Entries from a point annotation set:
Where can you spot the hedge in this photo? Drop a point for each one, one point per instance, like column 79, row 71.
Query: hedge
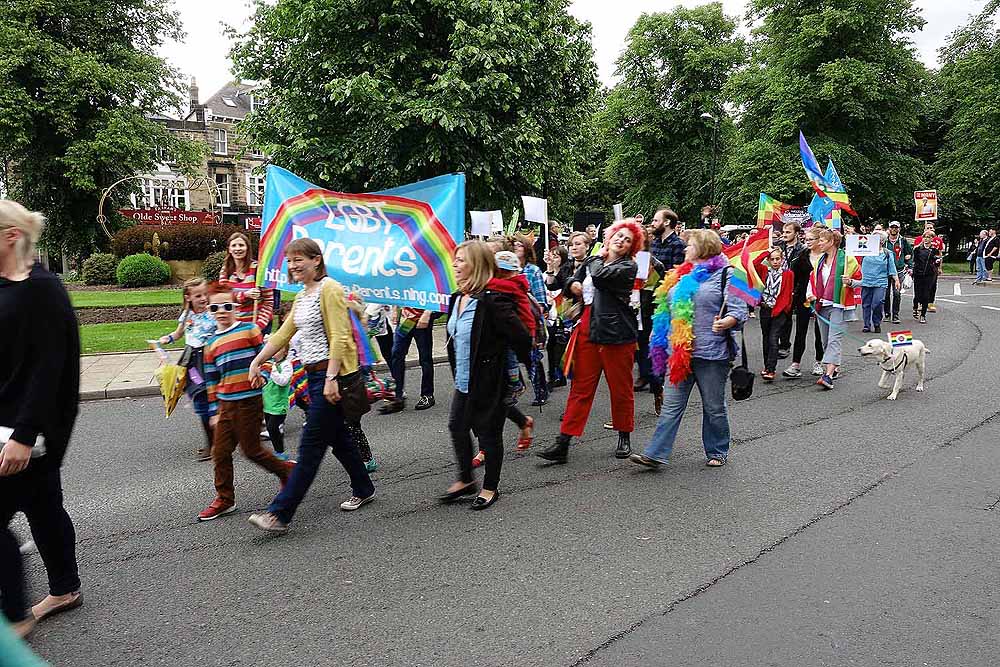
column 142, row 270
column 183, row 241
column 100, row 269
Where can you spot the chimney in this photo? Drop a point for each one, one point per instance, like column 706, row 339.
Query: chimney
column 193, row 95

WORK INSTRUCTIONS:
Rewrite all of the items above, replacing "Drop a point" with "Place a point" and keeping everything else unchanged. Omit the pictures from your answer.

COMPLETED TASK:
Where can you spot the hedge in this photo? Place a point for each one, one point per instance, like column 79, row 71.
Query: hedge
column 142, row 270
column 183, row 241
column 100, row 269
Where can you spot the chimney in this photo? Place a point for each one, one point per instance, like column 706, row 339.
Query: chimney
column 193, row 95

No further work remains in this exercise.